▸ **EXERCISE TASK**
Put everything from the line containing "Extract multi-story building" down to the line containing "[150,2,157,80]" into a JSON list of strings, one string per line, with blank lines left out. Include both of those lines and nothing else.

▸ **MATERIAL PROVIDED**
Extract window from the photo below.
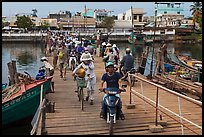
[139,15,142,22]
[171,4,174,8]
[133,15,137,20]
[167,3,170,8]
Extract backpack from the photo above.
[59,51,63,59]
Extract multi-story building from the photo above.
[40,18,58,29]
[155,2,184,27]
[155,2,184,15]
[93,9,113,24]
[114,8,145,30]
[48,10,72,21]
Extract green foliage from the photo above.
[16,15,35,30]
[100,17,115,32]
[40,22,50,30]
[190,2,202,29]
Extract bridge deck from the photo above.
[46,54,202,135]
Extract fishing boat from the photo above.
[2,76,52,126]
[2,83,7,90]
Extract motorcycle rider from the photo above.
[69,49,77,70]
[99,62,125,120]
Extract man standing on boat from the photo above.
[153,42,167,75]
[40,57,54,76]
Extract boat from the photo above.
[2,83,7,90]
[2,76,53,126]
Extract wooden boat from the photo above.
[2,76,52,126]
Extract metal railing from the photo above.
[30,85,47,135]
[128,73,202,135]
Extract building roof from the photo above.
[114,20,132,28]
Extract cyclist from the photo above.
[72,52,96,105]
[69,49,77,70]
[99,62,125,120]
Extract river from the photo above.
[2,43,202,135]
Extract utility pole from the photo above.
[84,5,86,32]
[72,13,75,32]
[150,2,157,80]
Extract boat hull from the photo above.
[2,76,51,125]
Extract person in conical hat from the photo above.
[72,53,96,105]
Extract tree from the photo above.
[190,2,202,29]
[99,17,115,32]
[40,22,50,30]
[16,15,35,30]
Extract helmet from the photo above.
[81,53,92,61]
[102,42,106,46]
[106,43,111,47]
[84,47,88,51]
[40,57,48,61]
[125,48,130,54]
[112,44,117,48]
[106,61,114,68]
[76,68,85,78]
[39,67,46,73]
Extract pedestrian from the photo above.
[120,48,134,76]
[72,53,96,105]
[58,43,68,80]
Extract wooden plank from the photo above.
[46,57,202,135]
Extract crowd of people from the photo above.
[41,32,134,119]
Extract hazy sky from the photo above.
[2,2,192,18]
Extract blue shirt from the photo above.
[121,54,134,71]
[101,72,121,88]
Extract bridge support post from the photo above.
[149,125,163,133]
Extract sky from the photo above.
[2,2,193,18]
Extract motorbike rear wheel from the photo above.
[109,116,114,135]
[80,88,84,110]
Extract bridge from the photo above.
[27,54,202,135]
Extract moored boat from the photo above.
[2,76,52,125]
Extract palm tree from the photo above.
[190,2,202,29]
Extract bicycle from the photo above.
[121,68,137,87]
[76,77,87,110]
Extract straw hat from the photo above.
[106,43,112,47]
[81,53,92,61]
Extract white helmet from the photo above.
[40,57,48,61]
[112,44,117,48]
[102,42,106,46]
[81,53,92,61]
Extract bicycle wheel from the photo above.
[109,116,113,135]
[77,87,81,101]
[80,88,84,110]
[130,76,135,87]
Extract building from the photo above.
[114,8,146,31]
[40,18,58,29]
[48,10,72,21]
[58,13,96,32]
[155,2,184,16]
[93,9,113,25]
[155,2,184,27]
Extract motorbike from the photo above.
[70,57,77,71]
[99,88,126,135]
[119,68,137,87]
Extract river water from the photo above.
[2,42,202,135]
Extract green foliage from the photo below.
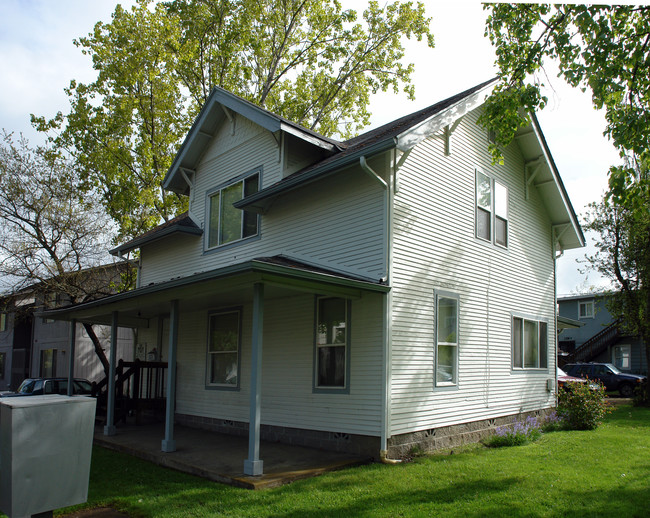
[481,4,650,374]
[33,0,433,240]
[633,378,650,407]
[557,381,609,430]
[485,416,542,448]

▸ **TASK RESULT**
[
  "Extract multi-story building from the photo above.",
  "[40,18,58,29]",
  "[155,2,184,27]",
  "[155,2,184,15]",
  "[93,9,113,24]",
  "[114,8,145,30]",
  "[48,10,72,21]",
  "Extract green foliage from the photo above.",
  "[16,15,35,30]",
  "[100,17,115,32]",
  "[40,22,50,30]",
  "[190,2,202,29]",
  "Extract bridge deck from the photo above.",
  "[46,54,202,135]",
  "Extract fishing boat from the photo above.",
  "[2,76,52,126]",
  "[2,83,7,90]",
  "Extract motorcycle rider from the photo above.",
  "[69,49,77,70]",
  "[99,62,125,120]",
  "Extract man standing on boat from the photo above.",
  "[153,42,167,75]",
  "[40,57,54,76]",
  "Extract boat from the photo above.",
  "[2,83,7,90]",
  "[2,76,53,126]",
  "Extract wooden boat from the photo above.",
  "[2,76,52,126]",
  "Extract metal railing from the photo above.",
  "[30,85,47,135]",
  "[128,73,202,135]",
  "Extract building roof from the photo above.",
  "[114,20,132,28]",
  "Extract cyclist from the photo above.",
  "[72,52,96,105]",
  "[69,49,77,70]",
  "[99,62,125,120]",
  "Extract river from the photo above.",
  "[2,43,202,135]",
  "Extract utility pole from the photo above.",
  "[84,5,86,32]",
  "[72,13,75,32]",
  "[150,2,157,80]"
]